=== GIVEN DATA ===

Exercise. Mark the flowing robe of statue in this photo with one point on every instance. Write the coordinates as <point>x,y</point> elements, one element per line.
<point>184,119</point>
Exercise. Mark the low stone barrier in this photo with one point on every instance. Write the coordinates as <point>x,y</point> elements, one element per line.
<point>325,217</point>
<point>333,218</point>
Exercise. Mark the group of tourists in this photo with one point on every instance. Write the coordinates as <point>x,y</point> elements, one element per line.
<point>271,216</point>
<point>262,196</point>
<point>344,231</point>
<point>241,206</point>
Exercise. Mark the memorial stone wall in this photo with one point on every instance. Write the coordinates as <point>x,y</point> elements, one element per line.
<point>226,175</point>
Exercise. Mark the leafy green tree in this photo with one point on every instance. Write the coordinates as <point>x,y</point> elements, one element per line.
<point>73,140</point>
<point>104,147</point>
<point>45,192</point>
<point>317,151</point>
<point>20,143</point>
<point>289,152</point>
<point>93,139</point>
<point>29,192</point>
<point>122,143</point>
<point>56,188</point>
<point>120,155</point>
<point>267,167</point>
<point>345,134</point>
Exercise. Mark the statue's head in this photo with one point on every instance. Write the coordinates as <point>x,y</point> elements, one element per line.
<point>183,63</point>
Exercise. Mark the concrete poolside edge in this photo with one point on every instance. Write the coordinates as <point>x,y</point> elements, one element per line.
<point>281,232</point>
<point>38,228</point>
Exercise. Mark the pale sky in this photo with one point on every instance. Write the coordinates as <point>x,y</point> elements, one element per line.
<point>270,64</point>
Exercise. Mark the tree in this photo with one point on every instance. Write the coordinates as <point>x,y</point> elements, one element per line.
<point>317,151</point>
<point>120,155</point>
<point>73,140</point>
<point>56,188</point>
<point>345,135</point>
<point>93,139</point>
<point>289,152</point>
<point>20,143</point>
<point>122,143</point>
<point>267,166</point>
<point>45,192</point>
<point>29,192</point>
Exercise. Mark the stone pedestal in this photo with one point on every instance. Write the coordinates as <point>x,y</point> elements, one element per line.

===

Put all of the records above into a numbered list, one line per number, with blank lines dropped.

**EXERCISE ANSWER**
1. Exercise. Mark the flowing robe of statue in this photo with one point on every instance. Write the coordinates as <point>x,y</point> elements, one element per line.
2. <point>184,119</point>
3. Exercise. Mark the low stone barrier in this photo with one point on every instance. Write the coordinates as <point>x,y</point> elements, one element per line.
4. <point>325,217</point>
5. <point>333,218</point>
6. Exercise. Mark the group of tourists in this photo with one point on every instance. Write the coordinates as <point>x,y</point> elements, one element per line.
7. <point>271,216</point>
8. <point>262,196</point>
9. <point>344,231</point>
10. <point>241,206</point>
11. Exercise. Mark the memorial stone wall in this photo with one point on every instance. Write the coordinates as <point>x,y</point> elements, one element per line.
12. <point>226,175</point>
13. Exercise. Mark the leafy green tree in this photo with one point on every instance. Write the coordinates as <point>x,y</point> elements, one element per line.
14. <point>73,140</point>
15. <point>104,147</point>
16. <point>45,192</point>
17. <point>317,151</point>
18. <point>20,143</point>
19. <point>289,152</point>
20. <point>93,139</point>
21. <point>29,192</point>
22. <point>122,143</point>
23. <point>56,188</point>
24. <point>120,155</point>
25. <point>267,167</point>
26. <point>345,134</point>
27. Exercise. Mark the statue's head in this photo with one point on every instance. Write the coordinates as <point>x,y</point> elements, one element per line.
28. <point>183,63</point>
29. Exercise. Mark the concrete poolside edge in this photo with one point on every instance. Write the coordinates as <point>x,y</point> elements, one element per line.
30. <point>281,232</point>
31. <point>38,228</point>
32. Exercise. Mark the pale sky in this photo with one point on every instance. Write the coordinates as <point>x,y</point> elements, one element per line.
33. <point>270,64</point>
34. Exercise. Mark the tree in this photo with one point on every instance. Write the coordinates as <point>x,y</point> elements, one element per line.
35. <point>317,151</point>
36. <point>120,155</point>
37. <point>73,140</point>
38. <point>56,188</point>
39. <point>345,135</point>
40. <point>93,139</point>
41. <point>289,152</point>
42. <point>20,143</point>
43. <point>122,143</point>
44. <point>267,166</point>
45. <point>45,192</point>
46. <point>29,192</point>
47. Exercise. Mark the stone pedestal in this photo with one point on every instance. Write the coordinates as <point>x,y</point> elements, one element per line.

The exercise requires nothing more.